### Exercise brief
A complete answer includes every line below with the word "kitchen".

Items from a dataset
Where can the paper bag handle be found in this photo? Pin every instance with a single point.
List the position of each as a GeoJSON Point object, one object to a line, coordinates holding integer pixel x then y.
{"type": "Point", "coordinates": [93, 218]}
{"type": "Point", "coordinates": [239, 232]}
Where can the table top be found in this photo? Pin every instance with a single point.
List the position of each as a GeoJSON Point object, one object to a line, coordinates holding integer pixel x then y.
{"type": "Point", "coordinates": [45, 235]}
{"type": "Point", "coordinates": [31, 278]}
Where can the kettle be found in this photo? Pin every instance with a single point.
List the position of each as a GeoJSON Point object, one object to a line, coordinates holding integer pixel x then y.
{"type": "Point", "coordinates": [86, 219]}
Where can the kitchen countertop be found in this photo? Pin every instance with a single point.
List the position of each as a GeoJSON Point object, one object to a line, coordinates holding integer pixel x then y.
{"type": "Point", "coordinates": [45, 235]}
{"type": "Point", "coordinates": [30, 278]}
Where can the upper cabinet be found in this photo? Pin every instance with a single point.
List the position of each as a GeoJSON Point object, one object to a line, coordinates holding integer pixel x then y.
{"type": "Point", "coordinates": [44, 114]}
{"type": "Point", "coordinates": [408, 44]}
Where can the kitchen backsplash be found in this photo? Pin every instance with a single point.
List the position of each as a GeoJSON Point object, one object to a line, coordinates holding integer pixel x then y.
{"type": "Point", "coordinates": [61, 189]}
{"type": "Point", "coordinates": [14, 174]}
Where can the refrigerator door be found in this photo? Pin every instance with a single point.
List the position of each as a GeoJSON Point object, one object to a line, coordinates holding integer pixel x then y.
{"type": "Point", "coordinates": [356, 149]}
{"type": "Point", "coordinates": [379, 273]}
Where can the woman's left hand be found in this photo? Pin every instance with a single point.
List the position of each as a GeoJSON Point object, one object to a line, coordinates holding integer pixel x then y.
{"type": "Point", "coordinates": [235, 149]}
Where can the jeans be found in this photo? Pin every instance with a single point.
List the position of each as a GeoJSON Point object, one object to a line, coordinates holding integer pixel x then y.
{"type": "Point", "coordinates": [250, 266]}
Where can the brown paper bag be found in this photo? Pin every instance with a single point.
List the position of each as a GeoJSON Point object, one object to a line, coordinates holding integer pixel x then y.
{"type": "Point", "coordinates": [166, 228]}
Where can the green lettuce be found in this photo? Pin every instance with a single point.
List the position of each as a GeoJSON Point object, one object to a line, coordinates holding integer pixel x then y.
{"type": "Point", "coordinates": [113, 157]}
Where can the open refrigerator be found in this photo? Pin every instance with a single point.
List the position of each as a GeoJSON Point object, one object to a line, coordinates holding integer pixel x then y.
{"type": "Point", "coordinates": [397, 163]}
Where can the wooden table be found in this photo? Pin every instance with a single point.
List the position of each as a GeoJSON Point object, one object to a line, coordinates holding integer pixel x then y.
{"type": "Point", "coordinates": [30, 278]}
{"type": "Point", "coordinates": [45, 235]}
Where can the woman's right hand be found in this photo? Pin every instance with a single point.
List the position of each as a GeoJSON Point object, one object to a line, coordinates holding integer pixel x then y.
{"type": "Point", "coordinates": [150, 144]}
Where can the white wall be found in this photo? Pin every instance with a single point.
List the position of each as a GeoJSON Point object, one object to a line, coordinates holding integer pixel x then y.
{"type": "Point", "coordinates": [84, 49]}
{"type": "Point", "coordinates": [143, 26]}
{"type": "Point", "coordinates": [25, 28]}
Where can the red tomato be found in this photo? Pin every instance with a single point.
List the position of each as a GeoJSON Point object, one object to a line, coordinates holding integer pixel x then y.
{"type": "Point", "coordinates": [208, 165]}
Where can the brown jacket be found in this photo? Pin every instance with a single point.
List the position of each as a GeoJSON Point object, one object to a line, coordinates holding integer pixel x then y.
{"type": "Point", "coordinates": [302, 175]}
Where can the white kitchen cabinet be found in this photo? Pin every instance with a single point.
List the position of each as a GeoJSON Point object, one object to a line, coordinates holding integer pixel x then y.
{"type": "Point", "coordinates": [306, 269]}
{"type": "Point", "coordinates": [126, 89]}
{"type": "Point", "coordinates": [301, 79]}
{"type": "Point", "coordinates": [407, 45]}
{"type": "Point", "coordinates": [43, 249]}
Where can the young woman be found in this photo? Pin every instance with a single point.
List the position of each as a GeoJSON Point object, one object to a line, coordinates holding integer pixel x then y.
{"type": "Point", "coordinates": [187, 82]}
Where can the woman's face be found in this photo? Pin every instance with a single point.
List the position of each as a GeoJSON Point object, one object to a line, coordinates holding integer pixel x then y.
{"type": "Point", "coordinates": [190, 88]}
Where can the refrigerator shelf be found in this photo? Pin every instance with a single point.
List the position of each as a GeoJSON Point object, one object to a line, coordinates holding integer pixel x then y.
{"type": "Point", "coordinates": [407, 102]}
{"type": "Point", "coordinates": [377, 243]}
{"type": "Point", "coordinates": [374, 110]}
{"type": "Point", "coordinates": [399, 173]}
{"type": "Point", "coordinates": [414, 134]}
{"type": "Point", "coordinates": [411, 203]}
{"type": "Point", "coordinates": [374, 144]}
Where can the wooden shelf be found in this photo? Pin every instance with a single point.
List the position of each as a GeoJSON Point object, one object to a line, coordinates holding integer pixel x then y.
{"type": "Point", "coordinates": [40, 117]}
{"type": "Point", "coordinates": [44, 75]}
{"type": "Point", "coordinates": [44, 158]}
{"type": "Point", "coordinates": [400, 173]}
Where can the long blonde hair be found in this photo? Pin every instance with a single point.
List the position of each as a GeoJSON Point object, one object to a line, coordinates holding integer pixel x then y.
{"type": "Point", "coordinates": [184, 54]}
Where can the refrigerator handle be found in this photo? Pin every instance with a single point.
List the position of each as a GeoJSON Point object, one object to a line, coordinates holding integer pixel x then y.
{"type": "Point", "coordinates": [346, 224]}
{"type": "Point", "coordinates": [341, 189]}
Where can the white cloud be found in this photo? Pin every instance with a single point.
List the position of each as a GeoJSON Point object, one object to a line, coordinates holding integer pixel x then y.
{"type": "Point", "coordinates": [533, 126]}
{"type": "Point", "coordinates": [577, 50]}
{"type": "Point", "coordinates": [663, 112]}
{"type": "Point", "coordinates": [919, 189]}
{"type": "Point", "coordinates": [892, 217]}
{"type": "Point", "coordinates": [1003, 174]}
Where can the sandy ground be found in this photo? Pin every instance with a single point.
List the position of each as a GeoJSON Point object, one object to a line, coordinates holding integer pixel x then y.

### Exercise output
Where can the kitchen countertop be found in this photo? Pin every instance with a single point.
Where can the kitchen backsplash be found in this photo? Pin every instance with a single point.
Where can the white kitchen cabinet be found in this photo? Pin every instance with a single point.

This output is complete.